#### REQUIRED ACTION:
Your task is to copy the stretch of lines in the records below that begins with the line containing "the green grass" and ends with the line containing "Target: side mirror", exactly as written, with nothing added.

#### GIVEN RECORDS:
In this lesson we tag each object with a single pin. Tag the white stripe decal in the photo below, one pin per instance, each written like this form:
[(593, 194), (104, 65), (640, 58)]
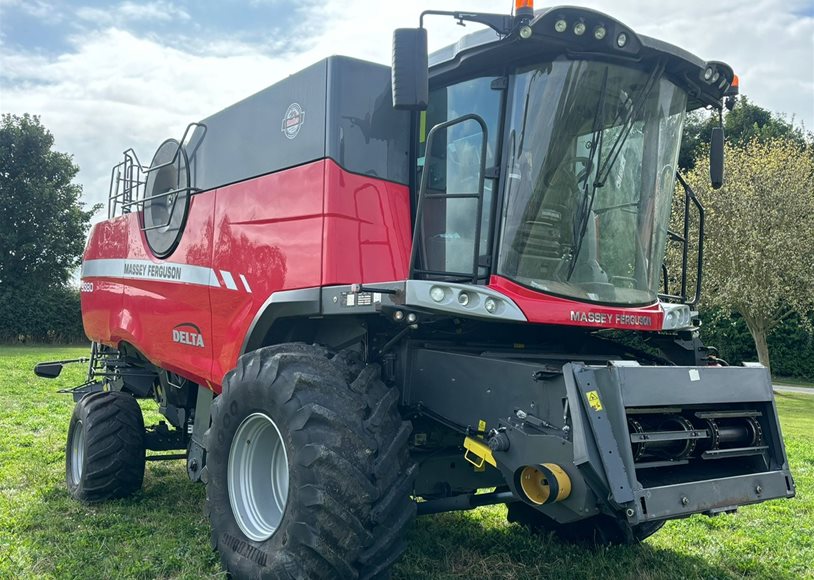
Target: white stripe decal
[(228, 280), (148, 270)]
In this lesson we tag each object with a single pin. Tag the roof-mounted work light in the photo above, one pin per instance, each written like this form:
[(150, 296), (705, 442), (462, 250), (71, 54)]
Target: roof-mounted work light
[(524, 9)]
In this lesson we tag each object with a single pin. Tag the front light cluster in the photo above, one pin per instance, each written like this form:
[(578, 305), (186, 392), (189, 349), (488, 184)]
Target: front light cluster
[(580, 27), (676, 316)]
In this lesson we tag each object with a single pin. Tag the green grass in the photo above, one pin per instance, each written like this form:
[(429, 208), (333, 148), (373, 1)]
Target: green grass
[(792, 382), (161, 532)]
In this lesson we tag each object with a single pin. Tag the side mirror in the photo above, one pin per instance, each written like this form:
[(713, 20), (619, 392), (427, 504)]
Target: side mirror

* * *

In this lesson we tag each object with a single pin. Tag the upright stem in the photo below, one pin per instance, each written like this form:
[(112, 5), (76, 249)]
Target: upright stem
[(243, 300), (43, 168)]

--

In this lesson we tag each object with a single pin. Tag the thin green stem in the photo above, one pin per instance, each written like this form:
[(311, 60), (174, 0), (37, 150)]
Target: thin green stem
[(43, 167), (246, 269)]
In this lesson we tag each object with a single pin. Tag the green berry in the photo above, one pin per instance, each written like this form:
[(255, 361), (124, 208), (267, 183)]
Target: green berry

#### ANSWER AREA:
In this lesson we tag each object with a single pin. Tag the green grass in the photo above, one pin per instance, each written like this form:
[(429, 208), (333, 148), (373, 1)]
Target: green grass
[(792, 382), (161, 532)]
In this lesson we tag each object with a single pin. Tag the side mirror in the photo above, one pin per instance, each written like this form:
[(713, 20), (619, 392), (427, 504)]
Target: side mirror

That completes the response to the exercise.